══ RECORDS TO USE

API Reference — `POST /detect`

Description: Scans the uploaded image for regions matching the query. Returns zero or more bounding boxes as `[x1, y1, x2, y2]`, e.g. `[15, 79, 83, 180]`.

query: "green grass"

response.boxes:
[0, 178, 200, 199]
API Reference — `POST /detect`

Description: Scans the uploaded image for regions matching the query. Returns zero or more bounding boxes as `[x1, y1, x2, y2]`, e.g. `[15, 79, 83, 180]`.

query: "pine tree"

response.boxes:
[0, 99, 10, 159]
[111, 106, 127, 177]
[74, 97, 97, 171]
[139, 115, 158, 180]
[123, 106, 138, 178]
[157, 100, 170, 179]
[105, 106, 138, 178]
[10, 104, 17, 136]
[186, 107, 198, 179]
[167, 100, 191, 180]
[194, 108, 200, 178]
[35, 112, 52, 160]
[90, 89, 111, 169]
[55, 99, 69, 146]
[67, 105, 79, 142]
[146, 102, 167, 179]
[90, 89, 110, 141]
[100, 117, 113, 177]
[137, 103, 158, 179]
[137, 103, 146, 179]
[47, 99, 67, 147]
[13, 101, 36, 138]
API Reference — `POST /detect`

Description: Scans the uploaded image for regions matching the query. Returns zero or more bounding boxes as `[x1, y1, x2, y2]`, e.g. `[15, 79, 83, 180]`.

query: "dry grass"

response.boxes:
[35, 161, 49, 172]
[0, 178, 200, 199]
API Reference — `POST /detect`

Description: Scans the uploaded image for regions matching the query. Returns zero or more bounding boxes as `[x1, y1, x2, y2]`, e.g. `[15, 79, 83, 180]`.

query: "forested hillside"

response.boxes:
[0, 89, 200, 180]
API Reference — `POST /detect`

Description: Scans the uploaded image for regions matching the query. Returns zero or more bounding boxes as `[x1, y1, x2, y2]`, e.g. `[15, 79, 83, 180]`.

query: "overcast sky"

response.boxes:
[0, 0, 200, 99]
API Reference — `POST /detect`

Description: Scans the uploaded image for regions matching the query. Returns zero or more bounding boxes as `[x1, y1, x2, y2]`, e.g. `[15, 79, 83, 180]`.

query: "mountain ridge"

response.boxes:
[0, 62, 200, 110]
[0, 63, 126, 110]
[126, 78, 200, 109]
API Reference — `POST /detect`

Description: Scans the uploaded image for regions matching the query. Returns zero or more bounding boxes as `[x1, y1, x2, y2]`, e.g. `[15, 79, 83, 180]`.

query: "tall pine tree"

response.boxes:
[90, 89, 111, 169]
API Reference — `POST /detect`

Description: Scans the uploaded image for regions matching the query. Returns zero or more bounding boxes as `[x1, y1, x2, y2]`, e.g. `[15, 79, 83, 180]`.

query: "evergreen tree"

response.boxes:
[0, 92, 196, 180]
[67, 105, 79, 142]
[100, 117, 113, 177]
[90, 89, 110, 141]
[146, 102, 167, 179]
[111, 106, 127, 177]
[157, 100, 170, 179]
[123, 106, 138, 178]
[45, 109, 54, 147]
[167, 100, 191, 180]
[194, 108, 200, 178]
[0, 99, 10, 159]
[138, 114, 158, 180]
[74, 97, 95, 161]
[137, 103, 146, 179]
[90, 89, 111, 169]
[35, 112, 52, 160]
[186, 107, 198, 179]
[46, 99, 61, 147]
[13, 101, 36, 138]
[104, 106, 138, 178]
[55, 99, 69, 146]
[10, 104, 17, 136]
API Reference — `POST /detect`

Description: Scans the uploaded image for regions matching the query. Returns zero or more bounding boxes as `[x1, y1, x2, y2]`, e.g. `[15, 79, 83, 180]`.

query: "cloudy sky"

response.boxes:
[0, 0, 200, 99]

════

◆ PROBLEM STATEMENT
All of the entries above need to be set down again exactly.

◆ EXERCISE SOLUTION
API Reference — `POST /detect`

Description: Scans the uploaded image for regions matching the query. Returns zero or more bounding boxes as `[x1, y1, x2, y2]`, e.g. `[15, 79, 83, 180]`.

query: "green grass"

response.boxes:
[0, 178, 200, 199]
API Reference — `POST /detect`

Description: Scans the uploaded image for regions matching the query. Returns zero or more bounding boxes as `[x1, y1, x2, y2]`, e.g. `[15, 79, 83, 180]`.

query: "pine tree"

response.boxes:
[0, 99, 10, 159]
[111, 106, 127, 177]
[74, 97, 97, 171]
[139, 115, 158, 180]
[123, 106, 138, 178]
[157, 100, 170, 179]
[105, 106, 138, 178]
[10, 104, 17, 136]
[186, 107, 198, 179]
[167, 100, 191, 180]
[194, 108, 200, 178]
[35, 112, 52, 160]
[90, 89, 111, 169]
[55, 99, 69, 146]
[67, 105, 79, 142]
[146, 102, 167, 179]
[90, 89, 110, 141]
[100, 117, 113, 177]
[137, 103, 158, 179]
[137, 103, 146, 179]
[47, 99, 67, 147]
[13, 101, 36, 138]
API Reference — `POST /detect`

Description: Scans the uploaded image for regions matching the query. Returns zero or more bounding boxes as `[x1, y1, x2, y2]`, e.g. `[15, 79, 83, 180]`.

query: "dry grass"

response.boxes:
[35, 161, 49, 172]
[0, 178, 200, 199]
API Reference — `POST /detect`

Description: Scans the uploaded image for regions matching the query. Returns zero or more bounding boxes as `[x1, y1, x2, y2]`, e.g. `[15, 79, 83, 180]`.

query: "forested hillside"

response.boxes:
[0, 89, 200, 180]
API Reference — `POST /detect`

Description: Scans the uploaded image for regions matching the query. Returns zero or more bounding boxes as `[x1, y1, x2, y2]`, e.g. `[15, 79, 83, 180]`.

query: "overcast sky"

response.boxes:
[0, 0, 200, 99]
API Reference — `POST /detect`

Description: Scans the uploaded image for regions matching the query. Returns zero or more bounding boxes as `[x1, y1, x2, y2]`, e.g. `[15, 79, 83, 180]`.

query: "mountain ridge"

response.boxes:
[0, 62, 200, 110]
[0, 63, 126, 110]
[126, 78, 200, 109]
API Reference — `POST /detect`

Description: Scans the uploaded image for regions matching the query. Returns zero or more bounding boxes as `[x1, y1, x2, y2]`, e.g. `[15, 79, 83, 180]`.

query: "tall pine tree"

response.boxes:
[90, 89, 111, 169]
API Reference — `POST /detect`

Description: Scans the uploaded image for regions matching the query. Returns zero or more bounding boxes as `[x1, y1, x2, y2]`, e.g. `[15, 79, 83, 180]`.

query: "evergreen tree"

response.boxes:
[0, 92, 196, 180]
[67, 105, 79, 142]
[100, 117, 113, 177]
[90, 89, 110, 141]
[146, 102, 167, 179]
[111, 106, 127, 177]
[157, 100, 170, 179]
[123, 106, 138, 178]
[45, 109, 54, 147]
[167, 100, 191, 180]
[194, 108, 200, 178]
[0, 99, 10, 159]
[138, 114, 158, 180]
[74, 97, 95, 161]
[137, 103, 146, 179]
[90, 89, 111, 169]
[35, 112, 52, 160]
[186, 107, 198, 179]
[46, 99, 61, 147]
[13, 101, 36, 138]
[104, 106, 138, 178]
[55, 99, 69, 146]
[10, 104, 17, 136]
API Reference — `POST /detect`

Description: Scans the uploaded image for regions matching the query. Returns zero or more bounding boxes as `[x1, y1, x2, y2]`, e.g. `[15, 79, 83, 180]`.

query: "cloudy sky"

response.boxes:
[0, 0, 200, 99]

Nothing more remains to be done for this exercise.